** EXERCISE DETAILS **
Copy exactly the stretch of data below from the line with "Target: branch" through the line with "Target: green leaf", including both of those lines.

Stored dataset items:
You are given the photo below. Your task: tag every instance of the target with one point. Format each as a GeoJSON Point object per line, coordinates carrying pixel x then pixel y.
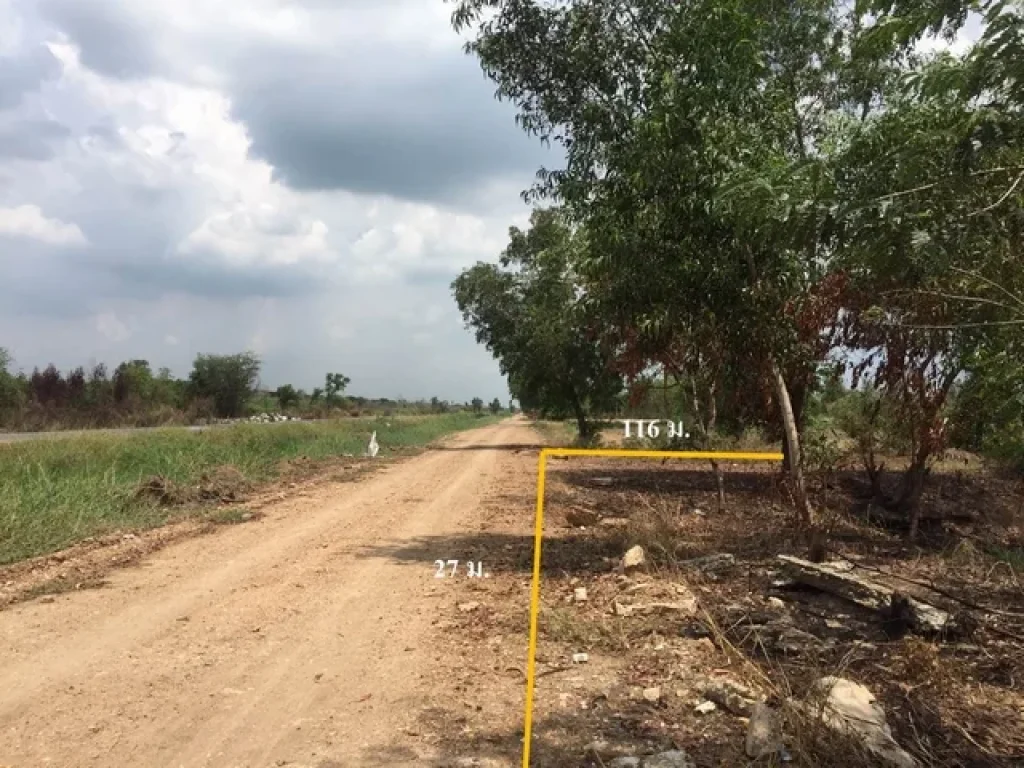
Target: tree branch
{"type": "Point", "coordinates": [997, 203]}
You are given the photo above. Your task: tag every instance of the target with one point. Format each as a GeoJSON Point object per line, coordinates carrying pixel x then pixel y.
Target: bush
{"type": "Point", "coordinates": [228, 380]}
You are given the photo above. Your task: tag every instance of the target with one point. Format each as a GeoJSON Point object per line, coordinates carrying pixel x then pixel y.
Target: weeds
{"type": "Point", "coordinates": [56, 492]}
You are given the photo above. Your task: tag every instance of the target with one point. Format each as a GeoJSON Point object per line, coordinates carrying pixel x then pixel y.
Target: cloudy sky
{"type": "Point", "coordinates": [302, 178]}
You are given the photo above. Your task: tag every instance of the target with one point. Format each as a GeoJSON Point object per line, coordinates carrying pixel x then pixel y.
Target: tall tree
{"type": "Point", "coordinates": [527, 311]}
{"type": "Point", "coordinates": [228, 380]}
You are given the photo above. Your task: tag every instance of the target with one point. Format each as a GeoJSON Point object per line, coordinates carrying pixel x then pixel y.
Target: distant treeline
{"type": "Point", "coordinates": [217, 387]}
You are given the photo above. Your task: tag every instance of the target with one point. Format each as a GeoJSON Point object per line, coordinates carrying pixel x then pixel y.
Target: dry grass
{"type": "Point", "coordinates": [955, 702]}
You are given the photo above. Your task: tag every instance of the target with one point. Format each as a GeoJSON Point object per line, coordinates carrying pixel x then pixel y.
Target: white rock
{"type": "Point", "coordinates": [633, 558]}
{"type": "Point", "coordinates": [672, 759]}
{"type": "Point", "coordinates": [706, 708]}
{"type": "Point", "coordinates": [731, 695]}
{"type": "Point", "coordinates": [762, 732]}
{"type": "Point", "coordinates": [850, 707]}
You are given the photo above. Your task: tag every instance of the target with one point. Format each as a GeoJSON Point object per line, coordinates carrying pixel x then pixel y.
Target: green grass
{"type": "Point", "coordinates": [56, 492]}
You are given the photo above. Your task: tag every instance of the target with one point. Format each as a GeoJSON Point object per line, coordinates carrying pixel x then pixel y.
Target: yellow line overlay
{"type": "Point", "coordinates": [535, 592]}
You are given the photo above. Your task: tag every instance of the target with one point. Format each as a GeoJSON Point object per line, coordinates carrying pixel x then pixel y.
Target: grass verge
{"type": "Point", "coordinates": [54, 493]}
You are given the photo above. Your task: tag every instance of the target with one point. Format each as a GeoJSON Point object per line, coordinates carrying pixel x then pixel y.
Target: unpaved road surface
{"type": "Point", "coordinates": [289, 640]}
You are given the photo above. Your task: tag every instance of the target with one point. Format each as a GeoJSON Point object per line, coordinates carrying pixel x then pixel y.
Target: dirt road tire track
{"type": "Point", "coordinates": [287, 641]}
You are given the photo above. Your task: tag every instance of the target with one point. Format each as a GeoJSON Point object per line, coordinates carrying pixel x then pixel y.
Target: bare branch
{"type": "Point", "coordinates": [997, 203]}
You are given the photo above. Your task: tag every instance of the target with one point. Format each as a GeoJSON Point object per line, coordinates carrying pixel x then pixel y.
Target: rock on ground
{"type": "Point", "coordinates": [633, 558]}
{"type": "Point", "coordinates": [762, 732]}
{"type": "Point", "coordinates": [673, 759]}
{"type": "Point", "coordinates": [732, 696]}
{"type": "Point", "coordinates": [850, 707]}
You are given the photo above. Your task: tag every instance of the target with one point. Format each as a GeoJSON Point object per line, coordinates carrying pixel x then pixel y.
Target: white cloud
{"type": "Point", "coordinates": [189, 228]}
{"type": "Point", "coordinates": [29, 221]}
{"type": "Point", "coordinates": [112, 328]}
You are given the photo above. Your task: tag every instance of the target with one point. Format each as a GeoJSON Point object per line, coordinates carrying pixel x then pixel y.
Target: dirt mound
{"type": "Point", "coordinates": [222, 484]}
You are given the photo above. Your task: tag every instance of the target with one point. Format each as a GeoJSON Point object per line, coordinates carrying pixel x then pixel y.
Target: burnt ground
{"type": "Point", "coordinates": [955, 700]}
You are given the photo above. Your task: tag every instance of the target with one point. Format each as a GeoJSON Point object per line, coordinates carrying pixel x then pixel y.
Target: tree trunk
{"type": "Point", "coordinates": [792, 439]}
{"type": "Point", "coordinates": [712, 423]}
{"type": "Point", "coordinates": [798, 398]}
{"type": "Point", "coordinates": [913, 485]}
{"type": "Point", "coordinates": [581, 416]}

==

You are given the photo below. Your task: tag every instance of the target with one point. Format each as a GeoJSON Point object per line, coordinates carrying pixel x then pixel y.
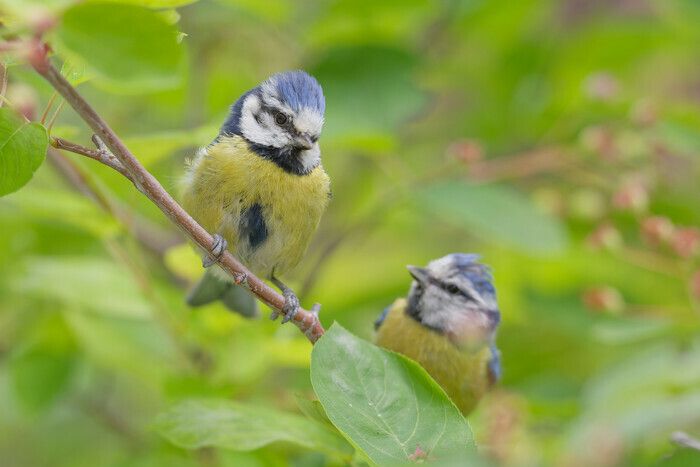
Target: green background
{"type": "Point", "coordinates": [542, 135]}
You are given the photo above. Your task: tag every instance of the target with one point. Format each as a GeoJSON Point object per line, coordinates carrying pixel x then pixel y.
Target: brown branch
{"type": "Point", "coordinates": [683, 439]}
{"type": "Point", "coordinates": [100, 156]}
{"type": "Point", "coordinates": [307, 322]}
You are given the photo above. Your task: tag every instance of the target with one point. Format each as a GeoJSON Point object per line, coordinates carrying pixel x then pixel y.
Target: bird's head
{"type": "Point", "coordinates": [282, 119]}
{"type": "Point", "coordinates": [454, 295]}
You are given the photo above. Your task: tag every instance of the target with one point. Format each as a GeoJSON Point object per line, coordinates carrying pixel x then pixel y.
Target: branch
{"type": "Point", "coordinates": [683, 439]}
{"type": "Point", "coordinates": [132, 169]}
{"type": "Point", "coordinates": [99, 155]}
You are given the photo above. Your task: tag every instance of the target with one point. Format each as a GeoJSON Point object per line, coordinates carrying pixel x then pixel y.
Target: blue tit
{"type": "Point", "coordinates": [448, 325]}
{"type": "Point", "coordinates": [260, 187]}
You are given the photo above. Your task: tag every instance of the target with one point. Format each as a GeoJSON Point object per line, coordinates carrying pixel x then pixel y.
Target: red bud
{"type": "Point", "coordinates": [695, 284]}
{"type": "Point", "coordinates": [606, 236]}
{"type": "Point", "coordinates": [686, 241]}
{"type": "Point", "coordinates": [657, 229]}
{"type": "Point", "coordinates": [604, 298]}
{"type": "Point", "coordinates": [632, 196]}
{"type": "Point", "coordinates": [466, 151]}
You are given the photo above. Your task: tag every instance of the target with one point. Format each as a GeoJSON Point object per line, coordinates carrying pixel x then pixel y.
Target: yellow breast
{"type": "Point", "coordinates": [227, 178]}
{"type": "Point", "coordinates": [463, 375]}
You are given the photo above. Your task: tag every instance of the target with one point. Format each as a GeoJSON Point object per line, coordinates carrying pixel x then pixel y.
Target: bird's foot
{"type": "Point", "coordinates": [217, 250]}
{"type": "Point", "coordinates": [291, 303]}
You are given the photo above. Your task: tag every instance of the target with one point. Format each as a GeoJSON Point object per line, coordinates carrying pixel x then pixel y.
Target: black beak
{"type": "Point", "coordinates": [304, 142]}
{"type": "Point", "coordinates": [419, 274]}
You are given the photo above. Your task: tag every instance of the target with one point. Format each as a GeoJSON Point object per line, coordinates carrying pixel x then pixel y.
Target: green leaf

** YOUR RESPONSE **
Target: branch
{"type": "Point", "coordinates": [683, 439]}
{"type": "Point", "coordinates": [132, 169]}
{"type": "Point", "coordinates": [99, 155]}
You are given the photo above. Your task: tag every instance of the target with one point. Format each as a GeoJSON Point object per line, coordinates carrying pixel x then pixel y.
Target: blue tit
{"type": "Point", "coordinates": [448, 325]}
{"type": "Point", "coordinates": [260, 187]}
You are given the photo above. Your task: tag every instance of the target with one point. Format each as a GeoJSON Point object per line, coordinates carrying pixel x then pixel y.
Target: red bud
{"type": "Point", "coordinates": [695, 284]}
{"type": "Point", "coordinates": [606, 236]}
{"type": "Point", "coordinates": [686, 241]}
{"type": "Point", "coordinates": [657, 229]}
{"type": "Point", "coordinates": [604, 298]}
{"type": "Point", "coordinates": [632, 196]}
{"type": "Point", "coordinates": [466, 151]}
You are given the photo above. Your task: tag every instance of the target with one point. Format each as a GeoJSON Point object per line, coordinates carrying pixel x then pixel y.
Target: yellow breast
{"type": "Point", "coordinates": [227, 178]}
{"type": "Point", "coordinates": [463, 375]}
You are given the photo above. Your task: tag every instance of the target with one point. Format each as a GeoJSON Point object per line, coordinates carrying pixel x then pixel y.
Target: bird's foot
{"type": "Point", "coordinates": [217, 250]}
{"type": "Point", "coordinates": [291, 303]}
You are given the photo above. Your task: tag every instance of the target with one point. Format each as a GeoJSON Point object per line, coordinates carrying pixel x then pixel y.
Target: black beak
{"type": "Point", "coordinates": [304, 142]}
{"type": "Point", "coordinates": [419, 274]}
You are given the photo above. Your task: tag every instance of the target with one point. Format each as a GeoJSON Point object per line, coordinates carrying pixel x then pixel y.
Target: green leaf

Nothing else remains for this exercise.